** Page text follows **

The Daughter’s Secret will be published on 13 August 2015 by Orion

Following my review of The Sudden Departure of the Frasers by Louise Candlish I had a little chat with the author who said that she thought I would enjoy The Disappearance of Emily Marr, and to ignore the cover, which doesn’t reflect the contents.

The Disappearance of Emily Marr

Blurb

A stunning story of secrets and scandal, identity and infidelity
When Tabby Dewhurst arrives heartbroken and penniless on a picturesque, windswept island off the coast of France, her luck appears to change when she overhears a villager repeating aloud the access code to her front door. Hardly believing her own actions, Tabby waits for the woman to leave and then lets herself into the house. And so she enters the strange, hidden world of Emily Marr—or so her new friend introduces herself. Soon, however, Tabby forms suspicions about her new friend, suspicions that lead her back to England, and to revelations that will have explosive consequences for both of them. Goodreads

So I went on-line and found I could get a used copy for a bargain price and even better if I spent £10 postage was free. Well I went through my wishlist and found three other books to make the total that qualified. So… I also have a copy of Buried Angels by Camilla Läckberg which is the latest in the Patrik Hedstrom series.

** End of Page text **

- **Explore the material**
A - In the book blog post, how much did the writer have to spend to get free postage?
B - Extend the book blog post, starting after its last sentence.
The items are not needed for this work.

** Supplied material follows **

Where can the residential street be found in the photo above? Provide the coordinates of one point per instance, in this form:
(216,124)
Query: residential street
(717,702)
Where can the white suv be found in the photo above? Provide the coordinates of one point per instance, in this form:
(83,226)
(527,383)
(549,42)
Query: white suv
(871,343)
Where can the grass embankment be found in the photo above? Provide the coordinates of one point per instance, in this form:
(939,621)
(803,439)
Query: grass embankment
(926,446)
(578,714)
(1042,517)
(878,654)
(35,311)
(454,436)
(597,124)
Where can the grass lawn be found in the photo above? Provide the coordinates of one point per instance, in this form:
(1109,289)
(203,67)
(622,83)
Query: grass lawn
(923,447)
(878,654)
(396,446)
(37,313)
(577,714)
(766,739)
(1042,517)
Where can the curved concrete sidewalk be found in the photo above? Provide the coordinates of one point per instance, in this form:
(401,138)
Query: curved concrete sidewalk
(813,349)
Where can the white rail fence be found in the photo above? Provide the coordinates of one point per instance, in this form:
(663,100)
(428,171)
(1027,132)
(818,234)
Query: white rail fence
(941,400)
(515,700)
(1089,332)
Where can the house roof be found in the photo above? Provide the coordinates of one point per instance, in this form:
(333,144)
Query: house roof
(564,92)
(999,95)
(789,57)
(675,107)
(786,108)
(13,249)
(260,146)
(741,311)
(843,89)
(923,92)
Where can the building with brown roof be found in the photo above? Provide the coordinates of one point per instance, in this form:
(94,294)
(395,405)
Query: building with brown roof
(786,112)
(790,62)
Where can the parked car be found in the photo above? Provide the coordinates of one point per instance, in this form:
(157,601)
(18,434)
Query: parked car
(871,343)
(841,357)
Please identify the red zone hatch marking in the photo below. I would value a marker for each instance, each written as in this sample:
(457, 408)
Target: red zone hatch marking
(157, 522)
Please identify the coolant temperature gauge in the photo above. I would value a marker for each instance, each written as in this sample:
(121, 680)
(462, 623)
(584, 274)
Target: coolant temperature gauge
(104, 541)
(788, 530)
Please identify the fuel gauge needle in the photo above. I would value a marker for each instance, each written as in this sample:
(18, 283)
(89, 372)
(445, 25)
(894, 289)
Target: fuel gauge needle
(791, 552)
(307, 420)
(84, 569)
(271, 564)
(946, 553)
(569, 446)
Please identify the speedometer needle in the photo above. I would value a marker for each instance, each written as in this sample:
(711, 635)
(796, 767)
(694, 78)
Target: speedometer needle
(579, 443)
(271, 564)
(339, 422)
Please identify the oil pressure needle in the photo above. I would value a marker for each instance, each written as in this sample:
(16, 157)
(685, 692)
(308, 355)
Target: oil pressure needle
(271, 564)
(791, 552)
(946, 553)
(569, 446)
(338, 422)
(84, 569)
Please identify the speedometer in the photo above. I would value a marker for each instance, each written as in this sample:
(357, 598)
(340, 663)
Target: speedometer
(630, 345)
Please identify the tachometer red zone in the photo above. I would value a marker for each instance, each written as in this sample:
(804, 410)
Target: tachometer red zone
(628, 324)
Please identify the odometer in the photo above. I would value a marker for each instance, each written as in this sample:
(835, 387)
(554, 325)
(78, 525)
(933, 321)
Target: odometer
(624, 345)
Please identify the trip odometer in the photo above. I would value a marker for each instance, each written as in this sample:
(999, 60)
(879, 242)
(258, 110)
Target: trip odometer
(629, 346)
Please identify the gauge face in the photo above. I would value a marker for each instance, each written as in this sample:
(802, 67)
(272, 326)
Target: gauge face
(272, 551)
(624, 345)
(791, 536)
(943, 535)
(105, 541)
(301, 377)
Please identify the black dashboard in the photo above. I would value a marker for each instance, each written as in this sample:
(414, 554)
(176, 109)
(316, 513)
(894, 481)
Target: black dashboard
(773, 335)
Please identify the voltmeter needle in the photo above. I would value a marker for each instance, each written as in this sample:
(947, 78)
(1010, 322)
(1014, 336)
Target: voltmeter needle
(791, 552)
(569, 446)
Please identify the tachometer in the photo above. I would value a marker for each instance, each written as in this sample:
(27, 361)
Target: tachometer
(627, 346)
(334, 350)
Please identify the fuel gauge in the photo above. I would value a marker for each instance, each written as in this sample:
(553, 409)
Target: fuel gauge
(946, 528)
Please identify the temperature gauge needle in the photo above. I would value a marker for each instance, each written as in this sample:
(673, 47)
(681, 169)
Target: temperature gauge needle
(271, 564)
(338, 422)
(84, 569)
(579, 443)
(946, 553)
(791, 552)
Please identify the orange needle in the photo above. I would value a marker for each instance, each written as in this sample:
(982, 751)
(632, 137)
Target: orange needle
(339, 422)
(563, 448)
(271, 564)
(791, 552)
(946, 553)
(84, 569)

** End of Supplied material **

- **Answers to the tasks**
A - £10

B -
Buried Angels

Blurb

Easter, 1974. A family vanishes without a trace from the island of Valö outside of Fjällbacka. The dinner table has been exquisitely set, but everyone except the one year-old daughter Ebba is gone. Are they victims of a crime or have they voluntarily disappeared?
Years later Ebba returns to the island and the old summer camp where her father ruled a boarding school with an iron hand. She and her husband Tobias have recently lost their three year-old son, and in an attempt to overcome their grief they have decided to renovate the house and open a B&B.
Erica Falck’s interest is piqued – she has researched the tragic and mysterious history of the family, and looks forward to meeting Ebba.
But the couple have barely settled in before they are subjected to an attempt of arson. And when they begin to remove the floor boards in the dining room, they find dried blood underneath… Goodreads

and.. after being amazed and delighted by The Kind Worth Killing by Peter Swanson I have a copy of The Girl With a Clock For a Heart

The Girl With a Clock for a Heart

Blurb

George Foss never thought he’d see her again, but on a late-August night in Boston, there she is, in his local bar, Jack’s Tavern.
When George first met her, she was an eighteen-year-old college freshman from Sweetgum, Florida. She and George became inseparable in their first fall semester, so George was devastated when he got the news that she had committed suicide over Christmas break. But, as he stood in the living room of the girl’s grieving parents, he realized the girl in the photo on their mantelpiece – the one who had committed suicide – was not his girlfriend. Later, he discovered the true identity of the girl he had loved – and of the things she may have done to escape her past.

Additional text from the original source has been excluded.